▶ **RECORDS FOR THE TASK**
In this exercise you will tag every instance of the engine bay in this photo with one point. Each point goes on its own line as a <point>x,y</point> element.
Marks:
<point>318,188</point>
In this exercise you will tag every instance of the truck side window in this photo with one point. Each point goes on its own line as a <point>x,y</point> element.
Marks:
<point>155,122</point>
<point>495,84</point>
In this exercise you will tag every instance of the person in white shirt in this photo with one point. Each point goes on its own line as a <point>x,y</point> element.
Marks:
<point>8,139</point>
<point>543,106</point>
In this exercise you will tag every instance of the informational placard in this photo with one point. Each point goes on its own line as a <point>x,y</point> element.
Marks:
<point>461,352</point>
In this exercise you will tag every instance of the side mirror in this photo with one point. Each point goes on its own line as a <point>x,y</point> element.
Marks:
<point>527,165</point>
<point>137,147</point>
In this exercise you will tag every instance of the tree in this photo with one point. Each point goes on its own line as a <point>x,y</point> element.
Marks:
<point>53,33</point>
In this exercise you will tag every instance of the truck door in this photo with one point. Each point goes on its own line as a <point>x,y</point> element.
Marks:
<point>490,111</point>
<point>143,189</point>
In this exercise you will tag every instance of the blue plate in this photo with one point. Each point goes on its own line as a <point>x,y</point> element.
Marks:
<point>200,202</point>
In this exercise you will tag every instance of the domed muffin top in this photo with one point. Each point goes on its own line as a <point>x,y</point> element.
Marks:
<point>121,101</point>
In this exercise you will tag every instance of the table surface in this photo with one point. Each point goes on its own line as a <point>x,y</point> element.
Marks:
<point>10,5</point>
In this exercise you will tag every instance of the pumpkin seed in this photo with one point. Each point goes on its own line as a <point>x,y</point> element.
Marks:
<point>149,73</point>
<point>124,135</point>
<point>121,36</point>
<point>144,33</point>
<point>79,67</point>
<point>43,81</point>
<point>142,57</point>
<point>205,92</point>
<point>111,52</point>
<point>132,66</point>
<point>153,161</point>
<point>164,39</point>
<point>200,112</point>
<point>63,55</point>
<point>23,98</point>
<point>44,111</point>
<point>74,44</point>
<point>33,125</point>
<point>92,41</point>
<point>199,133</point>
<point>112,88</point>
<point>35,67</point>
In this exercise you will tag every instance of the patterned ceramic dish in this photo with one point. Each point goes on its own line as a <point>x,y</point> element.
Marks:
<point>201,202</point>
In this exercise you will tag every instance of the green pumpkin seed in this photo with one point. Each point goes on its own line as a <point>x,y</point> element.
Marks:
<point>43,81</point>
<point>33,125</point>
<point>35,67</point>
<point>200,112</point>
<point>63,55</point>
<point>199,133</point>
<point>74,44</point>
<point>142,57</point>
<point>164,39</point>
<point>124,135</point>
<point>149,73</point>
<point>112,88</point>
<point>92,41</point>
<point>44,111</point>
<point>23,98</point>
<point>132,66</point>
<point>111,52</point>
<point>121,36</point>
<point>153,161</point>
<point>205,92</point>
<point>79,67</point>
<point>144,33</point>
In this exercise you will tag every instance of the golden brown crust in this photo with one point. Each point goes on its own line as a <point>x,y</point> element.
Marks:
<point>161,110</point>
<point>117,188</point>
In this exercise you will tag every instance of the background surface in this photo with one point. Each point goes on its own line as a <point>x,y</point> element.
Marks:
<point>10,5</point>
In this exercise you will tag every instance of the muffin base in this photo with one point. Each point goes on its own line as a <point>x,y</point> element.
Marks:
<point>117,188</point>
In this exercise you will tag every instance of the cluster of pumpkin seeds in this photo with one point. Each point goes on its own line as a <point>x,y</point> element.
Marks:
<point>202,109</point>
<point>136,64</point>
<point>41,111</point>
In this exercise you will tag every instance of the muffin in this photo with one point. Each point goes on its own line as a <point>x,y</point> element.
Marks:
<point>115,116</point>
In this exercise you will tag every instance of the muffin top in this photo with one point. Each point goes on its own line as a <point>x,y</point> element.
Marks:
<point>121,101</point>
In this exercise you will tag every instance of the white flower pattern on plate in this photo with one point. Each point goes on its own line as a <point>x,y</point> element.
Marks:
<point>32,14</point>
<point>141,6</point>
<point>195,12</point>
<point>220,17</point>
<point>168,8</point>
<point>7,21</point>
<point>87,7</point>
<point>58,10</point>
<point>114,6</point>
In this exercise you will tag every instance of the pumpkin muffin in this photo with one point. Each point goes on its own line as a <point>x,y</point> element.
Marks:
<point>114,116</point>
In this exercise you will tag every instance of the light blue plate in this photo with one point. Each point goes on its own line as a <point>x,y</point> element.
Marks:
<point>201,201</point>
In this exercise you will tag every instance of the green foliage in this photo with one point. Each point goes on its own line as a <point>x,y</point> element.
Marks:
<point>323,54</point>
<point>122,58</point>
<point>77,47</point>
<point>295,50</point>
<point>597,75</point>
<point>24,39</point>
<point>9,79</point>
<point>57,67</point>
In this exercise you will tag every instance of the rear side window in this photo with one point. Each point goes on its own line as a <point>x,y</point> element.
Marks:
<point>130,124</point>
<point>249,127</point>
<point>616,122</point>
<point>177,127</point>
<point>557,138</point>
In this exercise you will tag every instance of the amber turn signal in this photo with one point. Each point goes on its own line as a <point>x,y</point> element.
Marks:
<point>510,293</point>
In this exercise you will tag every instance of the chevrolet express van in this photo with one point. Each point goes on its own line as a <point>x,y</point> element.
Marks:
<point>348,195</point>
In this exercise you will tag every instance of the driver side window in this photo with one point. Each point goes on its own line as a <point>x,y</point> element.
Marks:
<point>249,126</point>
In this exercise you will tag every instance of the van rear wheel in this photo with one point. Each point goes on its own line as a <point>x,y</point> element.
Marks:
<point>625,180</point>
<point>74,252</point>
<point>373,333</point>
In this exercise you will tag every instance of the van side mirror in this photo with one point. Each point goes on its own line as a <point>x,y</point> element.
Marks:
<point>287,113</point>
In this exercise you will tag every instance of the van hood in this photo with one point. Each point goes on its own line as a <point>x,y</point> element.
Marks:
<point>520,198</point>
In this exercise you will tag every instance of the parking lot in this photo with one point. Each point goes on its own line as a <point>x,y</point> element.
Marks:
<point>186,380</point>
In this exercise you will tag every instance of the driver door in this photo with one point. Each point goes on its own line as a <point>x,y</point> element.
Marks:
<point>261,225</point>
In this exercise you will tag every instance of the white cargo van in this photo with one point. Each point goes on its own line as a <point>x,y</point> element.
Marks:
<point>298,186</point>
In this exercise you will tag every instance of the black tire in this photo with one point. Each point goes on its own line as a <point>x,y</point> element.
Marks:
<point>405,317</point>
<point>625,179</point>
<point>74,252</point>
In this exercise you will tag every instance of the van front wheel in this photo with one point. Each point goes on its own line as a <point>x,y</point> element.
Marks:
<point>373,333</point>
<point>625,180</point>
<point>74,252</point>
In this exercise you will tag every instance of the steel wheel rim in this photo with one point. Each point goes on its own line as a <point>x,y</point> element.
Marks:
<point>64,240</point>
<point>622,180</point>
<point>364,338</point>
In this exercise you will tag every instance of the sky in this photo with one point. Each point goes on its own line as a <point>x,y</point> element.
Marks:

▶ **WHAT THIS TASK INVOLVES**
Please retype all of the entries above, reproducing each line without any change.

▶ **RESULT OF THE EXERCISE**
In this exercise you will tag every instance of the engine bay in this photo with one point. Each point goes on its own line as a <point>x,y</point> element.
Marks:
<point>318,188</point>
In this exercise you will tag every instance of the truck side window in this photo with one point. Each point goes on its own line as a <point>x,y</point> element.
Marks:
<point>155,122</point>
<point>495,84</point>
In this exercise you will tag every instance of the person in white shirt in this photo with one point. Each point goes on its own line as a <point>x,y</point> element.
Marks:
<point>8,139</point>
<point>543,106</point>
In this exercise you will tag every instance of the informational placard in this photo with one point. Each point goes on its own line as a <point>x,y</point> element.
Marks:
<point>461,352</point>
In this exercise you will tag every instance of the side mirror in this photo with one point. Each point goes on its own line as a <point>x,y</point> element.
Marks:
<point>527,165</point>
<point>137,147</point>
In this exercise you will tag every instance of the tree in this photo with one point. Each point goes on its own line as a <point>x,y</point> element.
Marks:
<point>53,33</point>
In this exercise you will tag every instance of the truck door in this photo with one point. Each point goes on its own line as a <point>x,y</point> element.
Marks:
<point>490,111</point>
<point>143,189</point>
In this exercise you will tag every instance of the blue plate in this photo with one point. Each point goes on its own line as a <point>x,y</point> element.
Marks:
<point>200,202</point>
In this exercise you will tag every instance of the domed muffin top in this photo with one point. Each point goes on its own line as a <point>x,y</point> element.
Marks:
<point>121,101</point>
In this exercise you will tag every instance of the table surface in this photo with one point. Each point goes on its own line as a <point>x,y</point> element.
Marks:
<point>10,5</point>
In this exercise you will tag every instance of the pumpkin seed in this photo with one point. Each point goes on its own line as a <point>x,y</point> element.
Marks:
<point>149,73</point>
<point>124,135</point>
<point>121,36</point>
<point>144,33</point>
<point>79,67</point>
<point>43,81</point>
<point>142,57</point>
<point>205,92</point>
<point>111,52</point>
<point>132,66</point>
<point>153,161</point>
<point>164,39</point>
<point>200,112</point>
<point>63,55</point>
<point>23,98</point>
<point>44,111</point>
<point>74,44</point>
<point>33,125</point>
<point>92,41</point>
<point>199,133</point>
<point>112,88</point>
<point>35,67</point>
In this exercise you will tag every instance of the patterned ceramic dish in this photo with one point. Each point goes on its own line as a <point>x,y</point> element.
Marks:
<point>201,202</point>
In this exercise you will tag every instance of the green pumpkin seed in this photo with one point. Each point goes on its own line as a <point>x,y</point> element.
Marks:
<point>43,81</point>
<point>33,125</point>
<point>35,67</point>
<point>200,112</point>
<point>63,55</point>
<point>199,133</point>
<point>74,44</point>
<point>142,57</point>
<point>164,39</point>
<point>124,135</point>
<point>149,73</point>
<point>112,88</point>
<point>92,41</point>
<point>44,111</point>
<point>23,98</point>
<point>132,66</point>
<point>111,52</point>
<point>121,36</point>
<point>153,161</point>
<point>205,92</point>
<point>79,67</point>
<point>144,33</point>
In this exercise you will tag every instance of the golden brown crust in this photo with one point. Each point goes on its own line as a <point>x,y</point> element.
Marks:
<point>161,110</point>
<point>117,188</point>
In this exercise you will tag every instance of the background surface in this photo with one point. Each point goes on its own line as a <point>x,y</point> element.
Marks:
<point>10,5</point>
In this exercise you will tag every instance of the muffin base in this photo with one point. Each point goes on its own line as a <point>x,y</point> element.
Marks:
<point>117,188</point>
In this exercise you will tag every instance of the cluster of pumpkin seeds in this photo with one point. Each point goes on its own line as a <point>x,y</point> element.
Marks:
<point>202,109</point>
<point>136,64</point>
<point>41,111</point>
In this exercise you will tag every instance of the muffin in this photo with one point. Each point goes on its own line as a <point>x,y</point> element.
Marks:
<point>115,116</point>
In this exercise you will tag every instance of the muffin top in this photo with one point. Each point goes on its own line as a <point>x,y</point> element.
Marks:
<point>121,101</point>
In this exercise you will tag every instance of the white flower pattern on plate in this photo with one point. Each point goes on its own line as a <point>x,y</point> element.
Marks:
<point>32,14</point>
<point>141,6</point>
<point>195,12</point>
<point>220,17</point>
<point>168,8</point>
<point>7,21</point>
<point>87,7</point>
<point>58,10</point>
<point>114,6</point>
In this exercise you will tag every instance of the pumpkin muffin in this photo with one point. Each point goes on its own line as a <point>x,y</point> element.
Marks:
<point>114,116</point>
In this exercise you will tag every instance of the light blue plate in this photo with one point. Each point goes on its own line as a <point>x,y</point> element.
Marks:
<point>201,201</point>
In this exercise you will tag every instance of the green foliage in this photo with one point. Each point goes on its own line as a <point>x,y</point> element.
Marks:
<point>323,54</point>
<point>122,58</point>
<point>77,47</point>
<point>295,50</point>
<point>597,75</point>
<point>24,39</point>
<point>9,79</point>
<point>57,67</point>
In this exercise you will tag every instance of the rear side window in this photo with one point. Each point goes on its own line as a <point>x,y</point> element.
Marks:
<point>130,124</point>
<point>249,127</point>
<point>616,122</point>
<point>177,127</point>
<point>557,138</point>
In this exercise you will tag every instance of the amber turn signal in this photo with one point. Each point goes on its own line as a <point>x,y</point> element.
Marks:
<point>510,293</point>
In this exercise you will tag every instance of the chevrolet express van in this photo with one point. Each point goes on its own line as a <point>x,y</point> element.
Marks:
<point>348,195</point>
In this exercise you will tag every instance of the driver side window in this photo with one point. Each point goes on its own line as a <point>x,y</point> element.
Marks:
<point>249,126</point>
In this exercise you will tag every instance of the van rear wheel in this photo with one point. Each point goes on its own line as a <point>x,y</point> element.
Marks:
<point>625,180</point>
<point>74,252</point>
<point>373,333</point>
In this exercise you will tag every instance of the van side mirror in this photo with one point. Each point goes on its own line as a <point>x,y</point> element.
Marks:
<point>287,113</point>
In this exercise you will tag every instance of the van hood in this photo with one point. Each point goes on its own line as a <point>x,y</point> element.
Marks:
<point>520,198</point>
In this exercise you will tag every instance of the parking lot in this photo with one point. Each point goes on its own line as a <point>x,y</point> element.
Marks:
<point>186,380</point>
In this exercise you will tag every instance of the driver door in this photo with one point. Each point goes on its own line as a <point>x,y</point> element.
Marks:
<point>261,225</point>
In this exercise you will tag every instance of the white cargo van in this photo with one point. Each point goes on its own line as a <point>x,y</point> element.
Marks:
<point>298,186</point>
In this exercise you will tag every instance of the black tire in this photo with one point. Each point goes on its own line as a <point>x,y</point> element.
Marks:
<point>405,317</point>
<point>625,179</point>
<point>74,252</point>
In this exercise you will tag every instance of the van front wheel in this photo with one point. Each point goes on its own line as a <point>x,y</point> element.
Marks:
<point>373,333</point>
<point>625,180</point>
<point>74,252</point>
In this exercise you will tag every instance of the steel wheel rim in this photo with one point. Each point goes on its own line as a <point>x,y</point> element.
Marks:
<point>64,240</point>
<point>622,180</point>
<point>364,338</point>
In this exercise you will tag every instance of the sky in this photo with one point. Each point goes on its own line as a <point>x,y</point> element.
Marks:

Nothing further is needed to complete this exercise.